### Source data
###

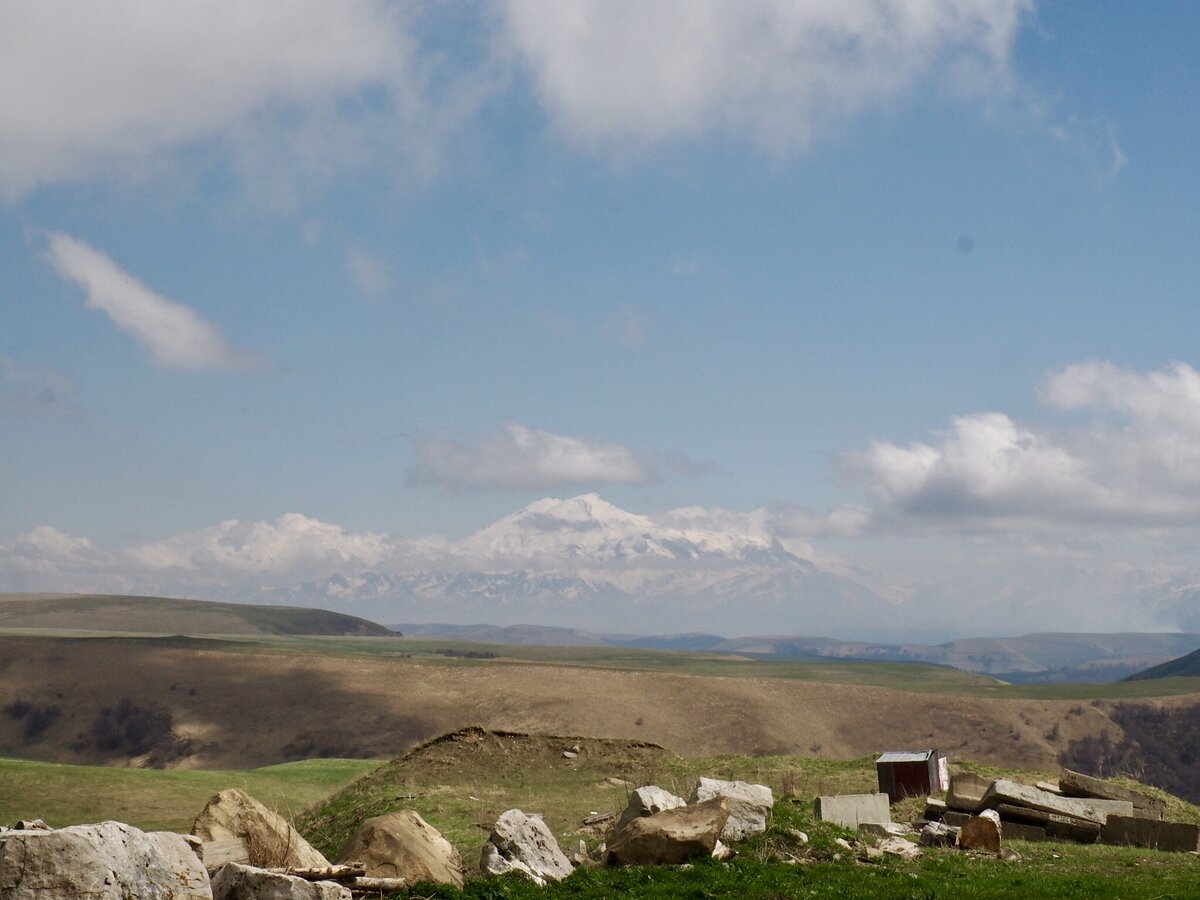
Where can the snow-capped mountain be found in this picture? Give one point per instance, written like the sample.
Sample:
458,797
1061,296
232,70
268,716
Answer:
583,562
589,529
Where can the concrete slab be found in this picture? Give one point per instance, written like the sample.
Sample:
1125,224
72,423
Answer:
851,810
1075,784
1003,791
1021,832
966,791
1131,831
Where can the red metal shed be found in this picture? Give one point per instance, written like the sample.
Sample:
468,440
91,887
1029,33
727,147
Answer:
912,773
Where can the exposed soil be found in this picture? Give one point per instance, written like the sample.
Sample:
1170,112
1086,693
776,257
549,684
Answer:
243,707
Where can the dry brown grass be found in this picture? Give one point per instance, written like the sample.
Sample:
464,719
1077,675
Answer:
244,706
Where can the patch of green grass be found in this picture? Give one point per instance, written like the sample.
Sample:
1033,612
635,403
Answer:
778,865
156,799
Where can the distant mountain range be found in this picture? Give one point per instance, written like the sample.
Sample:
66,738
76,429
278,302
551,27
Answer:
583,563
1045,658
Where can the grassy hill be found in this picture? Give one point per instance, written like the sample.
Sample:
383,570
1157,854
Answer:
461,781
1030,659
111,613
1183,667
189,702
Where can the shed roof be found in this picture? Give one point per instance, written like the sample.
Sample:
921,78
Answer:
906,756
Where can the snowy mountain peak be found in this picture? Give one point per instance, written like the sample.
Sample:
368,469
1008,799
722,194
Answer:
589,529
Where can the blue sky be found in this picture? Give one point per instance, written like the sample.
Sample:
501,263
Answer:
403,268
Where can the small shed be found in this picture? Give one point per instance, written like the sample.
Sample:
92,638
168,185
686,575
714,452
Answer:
912,773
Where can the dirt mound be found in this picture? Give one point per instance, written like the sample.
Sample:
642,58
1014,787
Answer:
473,774
481,748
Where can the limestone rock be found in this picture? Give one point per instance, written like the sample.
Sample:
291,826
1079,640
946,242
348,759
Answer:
935,834
109,861
749,805
647,801
851,810
522,843
1003,791
244,882
1075,784
967,791
270,839
899,847
981,832
402,845
671,837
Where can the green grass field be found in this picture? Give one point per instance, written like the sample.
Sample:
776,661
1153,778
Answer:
155,799
915,677
461,787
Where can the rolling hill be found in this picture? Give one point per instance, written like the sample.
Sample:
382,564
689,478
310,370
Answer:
111,613
1183,667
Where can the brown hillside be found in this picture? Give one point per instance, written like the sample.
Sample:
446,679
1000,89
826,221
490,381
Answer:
114,613
244,706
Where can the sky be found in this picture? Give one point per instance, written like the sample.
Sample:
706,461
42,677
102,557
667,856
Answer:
917,276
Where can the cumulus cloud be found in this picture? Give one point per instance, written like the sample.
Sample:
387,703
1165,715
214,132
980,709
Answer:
1135,463
33,389
627,328
775,71
522,459
372,275
119,85
293,545
175,335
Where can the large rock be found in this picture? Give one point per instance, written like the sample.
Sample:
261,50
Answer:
672,837
523,844
109,861
270,839
234,881
851,810
749,805
1140,832
647,801
1075,784
1012,793
981,832
967,791
402,845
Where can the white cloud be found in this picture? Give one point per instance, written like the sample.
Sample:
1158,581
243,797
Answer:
121,85
33,389
775,71
628,327
175,335
522,459
1135,463
373,276
294,546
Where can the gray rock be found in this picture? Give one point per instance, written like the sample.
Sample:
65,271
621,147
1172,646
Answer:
647,801
935,834
899,847
245,882
671,837
402,845
981,833
521,843
1003,791
967,791
1075,784
270,839
749,805
109,861
851,810
886,829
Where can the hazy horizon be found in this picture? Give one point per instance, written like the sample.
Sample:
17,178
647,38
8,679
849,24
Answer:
864,317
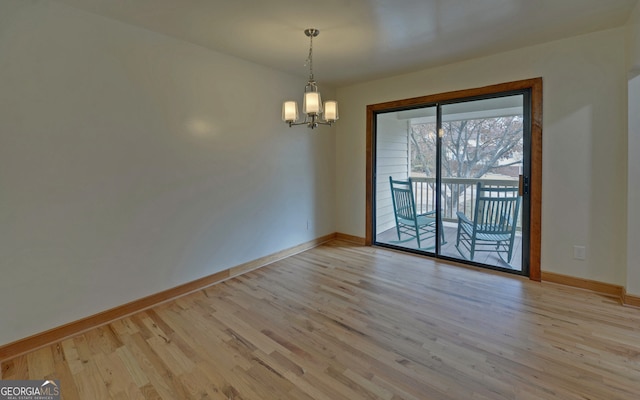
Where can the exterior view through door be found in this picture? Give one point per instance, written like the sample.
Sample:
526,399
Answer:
450,179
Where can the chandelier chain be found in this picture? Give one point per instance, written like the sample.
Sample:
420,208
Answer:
310,58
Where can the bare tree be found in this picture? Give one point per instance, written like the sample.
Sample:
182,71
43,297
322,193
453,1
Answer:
470,149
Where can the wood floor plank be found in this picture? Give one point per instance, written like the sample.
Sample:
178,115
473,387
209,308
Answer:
343,321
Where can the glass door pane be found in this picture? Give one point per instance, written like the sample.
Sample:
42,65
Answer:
482,159
405,179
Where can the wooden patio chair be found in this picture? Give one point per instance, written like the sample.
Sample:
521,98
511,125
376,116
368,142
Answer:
493,228
409,223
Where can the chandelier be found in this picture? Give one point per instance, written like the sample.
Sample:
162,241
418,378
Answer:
312,106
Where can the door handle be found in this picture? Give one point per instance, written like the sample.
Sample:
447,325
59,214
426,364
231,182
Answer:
523,185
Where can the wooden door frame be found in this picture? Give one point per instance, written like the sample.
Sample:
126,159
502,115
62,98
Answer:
535,180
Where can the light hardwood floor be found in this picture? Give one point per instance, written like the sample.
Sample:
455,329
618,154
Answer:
343,321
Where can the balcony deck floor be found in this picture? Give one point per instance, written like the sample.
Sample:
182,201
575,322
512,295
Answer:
449,249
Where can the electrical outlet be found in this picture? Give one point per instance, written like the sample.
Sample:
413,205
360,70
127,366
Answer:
579,252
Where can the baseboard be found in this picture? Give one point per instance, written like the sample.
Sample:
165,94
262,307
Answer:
42,339
350,238
631,300
595,286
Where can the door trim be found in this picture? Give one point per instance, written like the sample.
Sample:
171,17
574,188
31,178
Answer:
535,211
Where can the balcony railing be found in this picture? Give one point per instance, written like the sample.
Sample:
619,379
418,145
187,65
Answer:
459,194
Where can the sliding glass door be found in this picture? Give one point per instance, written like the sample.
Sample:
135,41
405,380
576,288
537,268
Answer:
451,179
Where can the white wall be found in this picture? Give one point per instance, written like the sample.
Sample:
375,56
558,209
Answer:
131,163
584,143
633,161
392,147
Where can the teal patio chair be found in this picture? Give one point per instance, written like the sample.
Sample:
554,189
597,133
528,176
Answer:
409,224
493,228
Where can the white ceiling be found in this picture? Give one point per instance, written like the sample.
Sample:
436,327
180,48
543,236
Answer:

###

Omit every image. Quote each record exactly.

### Correct response
Where can the snow-capped mountain be found in this picture? Give one point per instance, written like the sample.
Sample:
458,797
1061,296
232,70
268,716
Answer:
583,562
589,529
Where can the concrete slab be found in this picture? Give one point per instance, written like the sample.
Sample:
1125,224
72,423
Answer:
851,810
1075,784
1003,791
1021,832
966,791
1131,831
Where can the red metal shed be found in this picture? Give one point per instance, written like the sample.
Sample:
468,440
91,887
1029,33
727,147
Answer:
912,773
Where can the exposed soil be found in this picture? Give one point per instance, written like the sample.
Sample:
1170,112
1086,693
776,257
549,684
Answer:
243,707
Where can the dry brown grass be found in this picture? Give one point per instance, written like the sample.
Sample:
464,719
1077,675
Answer:
244,706
Where can the patch of green grass be found in this picture? Give one point per instance, written like the sample.
Sample:
1033,612
635,403
Answer:
778,865
156,799
Where can the distant mountain range be found in this picture? Give one point per instance, written like the sample.
Sample:
66,738
76,429
278,302
551,27
Answer:
583,563
1045,658
Where can the grassy hill be found in this picture? Give one point per instance, written like the sample.
Sample:
383,570
1157,854
Answer:
461,781
1030,659
111,613
1183,667
189,702
Where can the shed roof be found in this picture? Give one point per instance, written like the sample.
Sample:
921,78
Answer:
906,756
Where can the snowy mountain peak be found in this picture? Give one point per instance, written like the sample.
Sample:
368,469
1008,799
722,194
Answer:
589,529
Where can the blue sky be found in this picture? Give one point per instance, written like the sample.
Sample:
501,263
Answer:
403,268
Where can the small shed be found in this picture? Give one point per instance, written like the sample.
Sample:
92,638
168,185
686,575
714,452
Answer:
912,773
Where can the dirt mound be found in this picture? Give one point per instance, written like the sample.
Sample:
642,58
1014,787
Answer:
473,774
481,748
Where can the limestone rock be found in this picture? Give one point per instance, written like the sample.
Sample:
291,826
1079,640
946,242
348,759
Answer:
935,834
109,861
749,805
647,801
851,810
522,843
1003,791
244,882
1075,784
967,791
270,839
899,847
981,832
402,845
671,837
Where can the green grass field be found in this picture? Give one point per instance, written like the sample.
Sample:
776,661
1153,778
Answer:
155,799
915,677
461,787
Where can the rolling hill be found in this picture? Give one point per instance, written like the sample.
Sample:
382,564
689,478
310,370
Answer:
111,613
1183,667
Where can the brown hillside be found in this picture? Give one point per instance, written like the sample.
Sample:
446,679
1000,89
826,221
490,381
Answer:
114,613
244,706
Where can the sky be found in this picture? Give one point per instance, written like the sample.
Sample:
706,461
42,677
102,557
667,856
Answer:
917,276
Where can the cumulus cloud be found in this picture? Give one point per instance, written like the sample.
Sample:
387,703
1165,715
214,132
980,709
Answer:
1135,463
33,389
627,328
775,71
522,459
372,275
119,85
293,545
175,335
Where can the large rock be found in this picture? Give one point per instance, written like the sample.
Sample:
261,50
Answer:
672,837
523,844
109,861
270,839
234,881
851,810
749,805
1140,832
647,801
1075,784
1012,793
981,832
967,791
402,845
Where can the white cloud be found in this picture? Give one point per instance, written like the sample.
Sample:
1158,581
243,797
Answer:
121,85
33,389
775,71
628,327
175,335
522,459
1135,463
373,276
294,546
Where can the gray rock be found in this picture? Give one point per instance, written like the sample.
Sample:
65,271
621,147
1172,646
Answer:
647,801
935,834
899,847
245,882
671,837
402,845
981,833
521,843
1003,791
967,791
1075,784
270,839
749,805
109,861
851,810
886,829
Where can the hazy horizon be found in this picture? Give one point per instance, written like the sample.
Sample:
17,178
647,38
8,679
849,24
Answer:
864,317
Where can the exterior view through door be found in this picture? Give one point per instance, written like the sample.
Sample:
526,399
Answer:
450,179
Where can the chandelier chain be found in this picture? Give one point per instance, written like the sample.
Sample:
420,208
Answer:
310,58
Where can the bare tree be found in this picture? Give one point per instance, written like the sample.
Sample:
182,71
43,297
322,193
453,1
Answer:
470,149
Where can the wood floor plank be found in this picture? Give one point per instance, written like the sample.
Sample:
178,115
473,387
209,308
Answer:
343,321
Where can the glass door pane be found in this picture? Give one point per instance, written like the sample.
Sample:
42,65
Answer:
482,159
405,179
Where can the wooden patio chair be found in this picture? Give one point per instance, written like the sample.
Sample:
521,98
511,125
376,116
368,142
Answer:
493,228
409,223
Where can the chandelier be found in this picture? Give one point per instance, written like the sample.
Sample:
162,241
418,378
Answer:
312,106
Where can the door handle be found in this picture? Give one point per instance, written like the sample.
Sample:
447,325
59,214
426,364
231,182
Answer:
523,185
Where can the wooden door frame be found in this picture? Give one point per instance, written like the sample.
Sample:
126,159
502,115
62,98
Answer:
535,180
Where can the light hardwood floor be found in this picture? Give one point per instance, written like the sample.
Sample:
455,329
618,154
Answer:
343,321
Where can the balcony deck floor be found in this picture? Give one point per instance, written like the sample.
Sample:
182,201
575,322
512,295
Answer:
449,249
Where can the electrical outlet be found in this picture? Give one point per instance, written like the sample.
Sample:
413,205
360,70
127,366
Answer:
579,252
Where can the baseboard be found in this picture? Give one point per instance, written like the sample.
Sample:
165,94
262,307
Answer:
42,339
350,238
631,300
595,286
Where can the door trim be found in this picture? Give one point per instance, written like the sample.
Sample:
171,17
574,188
31,178
Answer:
535,211
Where can the balcony railing be found in this picture? Give one point per instance, written like the sample.
Sample:
619,379
418,145
187,65
Answer:
459,194
Where can the sliding glass door be found in this picture? Give one point per instance, written like the sample.
Sample:
135,41
405,380
576,288
537,268
Answer:
451,179
Where can the white wall be found in this picture? Give one point per instance, written like the sample.
Sample:
375,56
558,209
Answer:
131,163
584,143
633,161
392,147
Where can the teal patio chair be found in this picture? Give one point per instance, written like the sample.
Sample:
554,189
597,133
528,176
Answer:
409,224
493,228
Where can the white ceiling be found in this picture? Give one point per instance, written like the sample.
Sample:
436,327
180,48
543,236
Answer:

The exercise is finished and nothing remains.